◆ Quoted passage
┄┄┄┄┄┄┄┄┄┄

When I heard the results, this is what I was told. You have had Multiple Myeloma for about two years. The cancer (bone marrow cancer) has metastasized through 45% of your body.
We recommend three avenues of treatment; one is to just treat the cancer as best as we can with drugs we have available; two is to start a search for a bone marrow donor; and three is to have a Stem Cell Re-infusion.
The best outcome would be to have a bone marrow transplant, BUT because we have so much cancer to kill, your immune system will be so depleted that you stand about a 2% chance of survival - you probably won't leave the hospital alive.
The next would be the stem cell re-infusion where we harvest healthy stem cells from your body, freeze them, kill your bone marrow and then re-infuse the healthy stem cells and thereby curing you.
|Scared, heightened by my doctor's "You're Gonna Die" attitude, I opted for the Stem Cell Re-infusion. He told me to put my final directives in order, my will, and to send for family to help me with the effects of the chemotherapy, re-infusion, and home care after the procedure. "What's my prognosis?" He looks at me weepy-eyed and says, "No more than three years."|
For the next four months I wore a belly-bag that held a chemo-pump, swallow a bazillion pills from steroids to antibiotics and then in August I have two doses of high chemo, come home for three days, and then I'm admitted to the hospital to wait while my red blood counts can continue to rebuild to a healthy number.
All the while I am vomiting up anything I try to eat. The chemo had deadened my taste buds and wet cardboard was all I could taste. I didn't see my doctor until close to three weeks later as he was never the on-call, so other doctors were prescribing this drug and that drug, and how-about-this drug to calm my stomach and give me a chance to actually digest some food. The IV food started causing sores all over my body, so that had to be stopped.
Odansetron, a supposedly strong anti-nausea drug, was attempted, but at $130.00 a pill it did nothing. I begged and pleaded with my doctor to let me go home, once home I could start to eat. He wanted to know what I could do at home that would work when I was getting the best drugs available at the hospital and they weren't working. I simply said, "I want to go home and smoke a joint."

┄┄┄┄┄┄┄┄┄┄

◆ Data under study
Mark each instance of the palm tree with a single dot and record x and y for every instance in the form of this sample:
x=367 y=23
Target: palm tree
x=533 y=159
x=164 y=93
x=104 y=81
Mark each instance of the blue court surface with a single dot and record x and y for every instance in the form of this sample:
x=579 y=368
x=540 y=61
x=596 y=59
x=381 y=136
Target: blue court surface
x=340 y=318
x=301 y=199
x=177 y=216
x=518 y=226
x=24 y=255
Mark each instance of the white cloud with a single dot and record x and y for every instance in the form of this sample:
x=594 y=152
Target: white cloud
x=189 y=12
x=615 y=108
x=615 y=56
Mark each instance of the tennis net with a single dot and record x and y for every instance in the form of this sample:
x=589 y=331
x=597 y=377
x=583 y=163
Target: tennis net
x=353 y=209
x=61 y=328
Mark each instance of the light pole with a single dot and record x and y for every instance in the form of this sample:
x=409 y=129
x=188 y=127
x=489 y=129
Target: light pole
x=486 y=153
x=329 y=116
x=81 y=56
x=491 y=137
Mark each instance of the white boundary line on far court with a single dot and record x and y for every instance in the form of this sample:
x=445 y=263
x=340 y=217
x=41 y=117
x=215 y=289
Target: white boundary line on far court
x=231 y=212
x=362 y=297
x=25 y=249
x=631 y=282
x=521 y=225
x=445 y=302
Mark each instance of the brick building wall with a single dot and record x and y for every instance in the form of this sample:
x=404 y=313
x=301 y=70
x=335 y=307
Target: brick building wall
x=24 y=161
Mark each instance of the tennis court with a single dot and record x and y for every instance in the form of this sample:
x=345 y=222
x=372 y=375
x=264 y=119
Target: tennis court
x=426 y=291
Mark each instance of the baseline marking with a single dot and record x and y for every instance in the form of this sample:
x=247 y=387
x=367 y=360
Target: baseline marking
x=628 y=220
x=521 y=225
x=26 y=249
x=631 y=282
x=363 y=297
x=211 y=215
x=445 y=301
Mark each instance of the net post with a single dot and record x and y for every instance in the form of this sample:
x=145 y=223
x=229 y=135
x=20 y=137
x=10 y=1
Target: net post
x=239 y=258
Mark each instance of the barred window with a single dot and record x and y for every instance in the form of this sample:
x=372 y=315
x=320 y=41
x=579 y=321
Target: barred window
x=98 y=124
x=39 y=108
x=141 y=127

┄┄┄┄┄┄┄┄┄┄

◆ Questions on the material
(a) Repeat the part of the myeloma account word for word, starting with "When I heard" and going on through "the hospital alive.".
(b) In the myeloma account, what was the cost of one pill of Odansetron?
(c) Finish out the next part of the myeloma account, picking up after its final sentence.

◆ Results of the exercise
(a)
When I heard the results, this is what I was told. You have had Multiple Myeloma for about two years. The cancer (bone marrow cancer) has metastasized through 45% of your body.
We recommend three avenues of treatment; one is to just treat the cancer as best as we can with drugs we have available; two is to start a search for a bone marrow donor; and three is to have a Stem Cell Re-infusion.
The best outcome would be to have a bone marrow transplant, BUT because we have so much cancer to kill, your immune system will be so depleted that you stand about a 2% chance of survival - you probably won't leave the hospital alive.

(b) $130.00 a pill.

(c)
|He released me and within two days I was keeping my food down. Of course, he states it was just the other drugs finally kicking in. The stem cell re-infusion was not as successful as he had hoped. My numbers had only dropped fractionally. Now we had to just hope that we could keep me alive for another year or so as all that I'd bought with the stem cell was about a years' time.|
The story doesn't end here.
But there is a very serious point to be considered.
Further words from the same real case - quote: "My attitude has changed because my new doctor knows that patient care must include the psyche too. We are hopeful and in just a couple of months I will have beat the first doctor's deathbed of three years...and still kicking!
It is important to all patients, that if you believe in the nasty critter that has made a home in your body, then you feed it. By voiding it into the toilet or telling yourself you still have too much LIFE TO LIVE you take bigger strides in your cure than the doctors....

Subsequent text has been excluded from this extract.